*** Opening of EXERCISE PASSAGE ***

Apr 15, 2017; Columbus, OH, USA; Ohio State Buckeyes running back Jordan Leasure (28) breaks through the tackle of Scarlett team linebacker Alex Backenstoe (37) during the second half of the annual spring game at Ohio Stadium. The Scarlett squad won 38-31 over the Gray squad.
Joe Maiorana-USA TODAY Sports
The Ohio State-Michigan rivalry is one of the most intense in all of sports. And the rivalry goes way beyond just football. Legendary Buckeyes head coach Woody Hayes is famously attributed to saying that he would rather push his car across the state line if it ran out of gas rather than pay a nickel to the state of Michigan.
And now we have another incredible tale about the depth of the Michigan-Ohio State rivalry that might help it make the case as the biggest in all of sports.
The Columbus Dispatch tells the story of Zach Lawrence of Dublin, Ohio, a suburb of Columbus. Lawrence tragically suffered brain injuries from a car accident while on a business trip in Europe. However, back in Columbus Lawrence is showing steady signs of progress.
The most notable? He was able to cognitively respond to the question of whether or not he liked Michigan.
While recuperating at Dodd Hall Rehabilitation Center at Ohio State University, the Dublin resident was given one button to push for “yes” and another to push for “no.”
“Do you like Michigan?” he was asked.
Lawrence immediately pushed the “no” button. And then — just to make sure everyone had heard him the first time — he pushed it again.
“He always makes a face when we mention Michigan,” said his wife, Meghan. “We’re pretty sure he’s in there.”
While the Michigan-Ohio State anecdote is pretty amazing, it really is just a footnote in Lawrence’s larger story. The Ohio native is making much more encouraging progress in recovering from his injuries when at first his condition seemed bleak.
That’s a far cry from where they thought he’d be. When Lawrence returned to the United States on April 19, the family was told “that chances of him waking up were pretty slim, pretty much nonexistent,” Meghan Lawrence said. Doctors kept expectations low: The family was told they could expect to turn off Lawrence’s feeding tube within six to 12 months.
But four months later — thanks in large part to the OSU rehab facility — Lawrence is making progress.
He’s starting to make sounds. He is opening his eyes, and keeping them open more and more. He smiles at his children. He can give a thumbs up. His therapists help him stand on a treadmill. They use electronic stimulation to get the messages moving from his brain to various parts of his body. He can hold a crayon or a pencil, so when his children, Adrianne, 6, and Donovan, 4, come visit, they sit and color with him.
Hopefully Lawrence continues his miraculous recovery and he’s able to enjoy another edition of The Game this fall when Urban Meyer and the Buckeyes look to continue their recent dominance over the Wolverines.

*** Close of EXERCISE PASSAGE ***

__ASSIGNMENT__
In the article about Zach Lawrence, what did Lawrence do when asked "Do you like Michigan?" Rely only on the article about Zach Lawrence.

*** Opening of MATERIAL SHOWN ***

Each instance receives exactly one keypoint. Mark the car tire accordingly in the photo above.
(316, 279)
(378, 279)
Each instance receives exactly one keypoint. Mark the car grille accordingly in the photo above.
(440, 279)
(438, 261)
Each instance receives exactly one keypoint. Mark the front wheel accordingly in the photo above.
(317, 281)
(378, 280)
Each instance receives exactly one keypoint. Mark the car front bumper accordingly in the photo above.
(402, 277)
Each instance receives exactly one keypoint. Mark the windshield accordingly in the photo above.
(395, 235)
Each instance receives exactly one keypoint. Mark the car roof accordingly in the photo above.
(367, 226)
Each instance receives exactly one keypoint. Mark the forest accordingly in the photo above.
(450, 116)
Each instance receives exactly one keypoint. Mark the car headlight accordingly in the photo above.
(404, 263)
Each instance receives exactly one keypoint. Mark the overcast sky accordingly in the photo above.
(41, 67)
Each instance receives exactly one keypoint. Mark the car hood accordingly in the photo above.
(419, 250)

*** Close of MATERIAL SHOWN ***
*** Opening of MATERIAL SHOWN ***

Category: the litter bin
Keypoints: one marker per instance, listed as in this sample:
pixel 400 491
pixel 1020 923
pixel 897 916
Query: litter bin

*** Close of MATERIAL SHOWN ***
*** Opening of MATERIAL SHOWN ***

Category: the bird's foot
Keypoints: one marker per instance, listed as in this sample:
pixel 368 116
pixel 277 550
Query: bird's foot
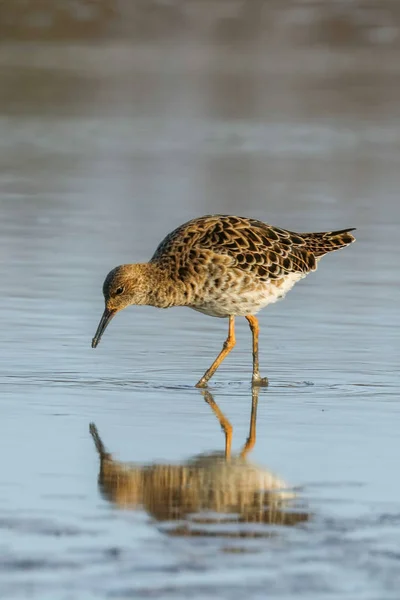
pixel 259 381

*** Close of MATERIAL SHOWN ***

__ANSWER TO THIS TASK__
He immediately pushed the "no" button, then pushed it again.